READING TEXT →
* START *

So an officer involved in a shooting should not require legal council or union rep if it was a good shoot? It must have been a bad shoot if he wants legal/Union representation, using your philosophy.
Based on my experience, there is usually a reason people don't want to talk to the police, when actually innocent of the crime they are being asked about. Those reasons usually are adultery or addiction. Adultery is a crime (essentially decriminalized) and the addiction may or may not be, but most of the people who initially refused to give their alibis were hiding where they were from their family, not necessarily LE. Ironically, LE doesn't care you have a girlfriend and once your alibi is proven, you're off the hook.

Don't forget, we are talking a small portion of the population who actually will not talk to LE. The vast majority willingly provide at least some information. Of the few who refuse to talk, there's generally a reason. You two really think people who get snagged by LE and are innocent of the crime being investigated are best off waiting for their attorney, in jail, instead of just saying they were with this person, at this place? Genuinely? I highly doubt that. In fact, I would be willing to bet that having this conversation, in person, and without an audience, you would concede that such a position is stupid. Now, tell me I'm wrong and beat your chest.

cbetts1, I know you'll never believe this, because you have made up your mind and everything is black or white, but I have nothing in my career to be ashamed of or hide. In fact, on multiple occasions, people I have arrested have come to my defense. You won't find an attorney who has ever worked a case of mine who hasn't found me professional and a LEO who operates within the rules, laws, and regulations. I had one attorney call me a liar, officially, the Judge shot him down and told him not to bring that crap in his courtroom, again.

* END *

SET TASKS →
1 – Write out part of the forum post about talking to police word for word, beginning at the words "Based on my" and stopping after "off the hook.".
2 – Carry the forum post about talking to police further, starting right after its last sentence.
The data below was gathered from a different source than the forum post about talking to police.

DATA PROVIDED →
* START *

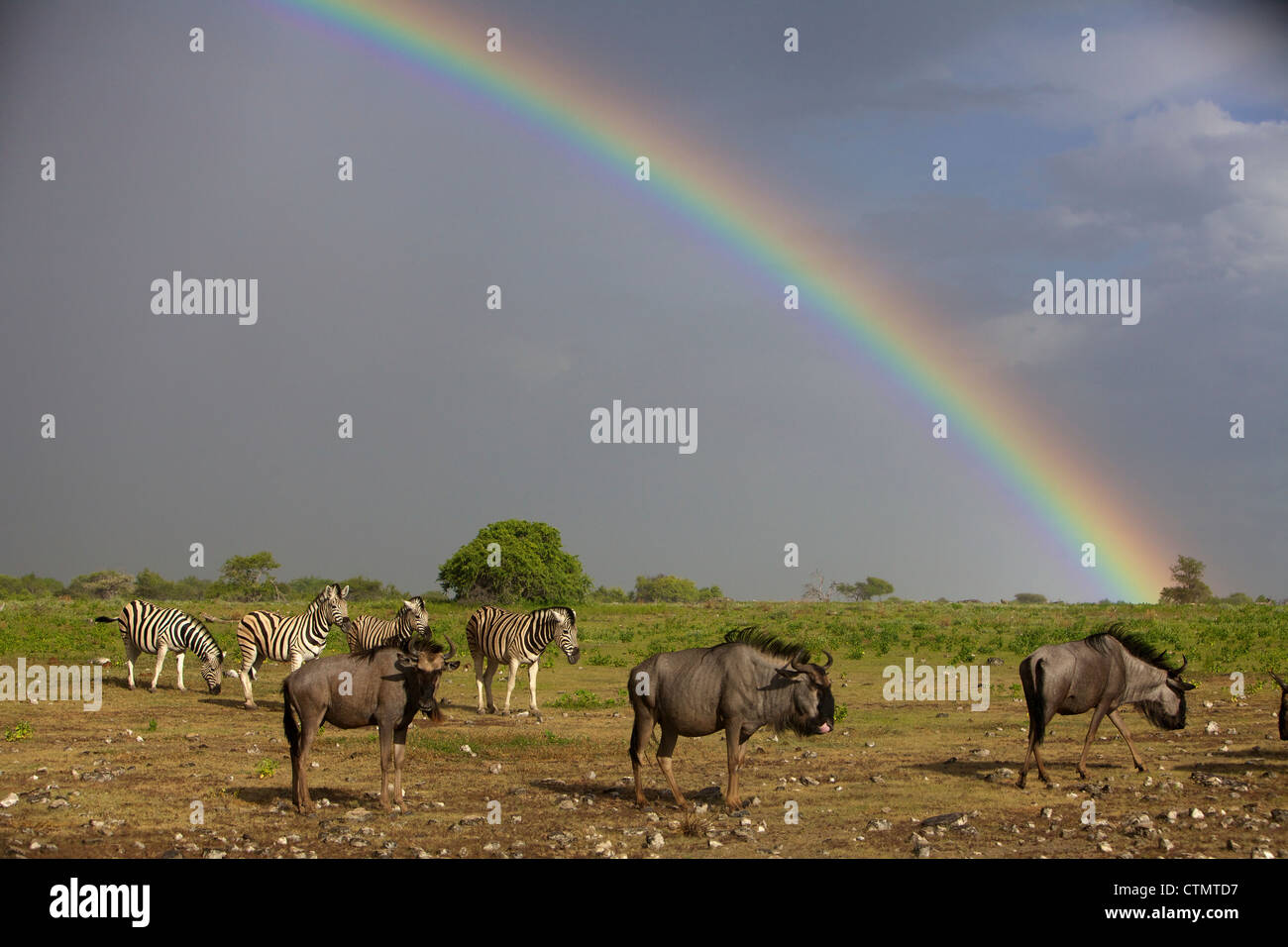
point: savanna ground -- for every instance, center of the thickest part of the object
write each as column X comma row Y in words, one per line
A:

* END *

ANSWERS FOR THIS EXERCISE →
1 –
Based on my experience, there is usually a reason people don't want to talk to the police, when actually innocent of the crime they are being asked about. Those reasons usually are adultery or addiction. Adultery is a crime (essentially decriminalized) and the addiction may or may not be, but most of the people who initially refused to give their alibis were hiding where they were from their family, not necessarily LE. Ironically, LE doesn't care you have a girlfriend and once your alibi is proven, you're off the hook.

2 –
As far as if I got into a shooting on-duty (I'm not currently a cop, so that wouldn't happen), we don't have unions, here. My response would depend on the situation. If I had a bad shoot, I would give a much smaller statement, before the KBI arrived, to investigate. By then, I would have an attorney as, by then, I would know I DID commit a crime. If I shot an active shooter with many third-party witnesses, I would not need get an attorney. All of that ground, in the middle is too situational dependent. If I thought I needed an attorney, I would get one, but not until it appeared I needed one. If I didn't need an attorney, I wouldn't pay for one.

No different for CCW'ers or off-duty LE. If you shoot the gas station robber after he shoots the clerk, you probably don't need an attorney. If you shoot the guy who slept with your wife, and you two were alone, in the woods, where he met you after you used your wife's phone to lure him there, but it was self-defense, you should get an attorney.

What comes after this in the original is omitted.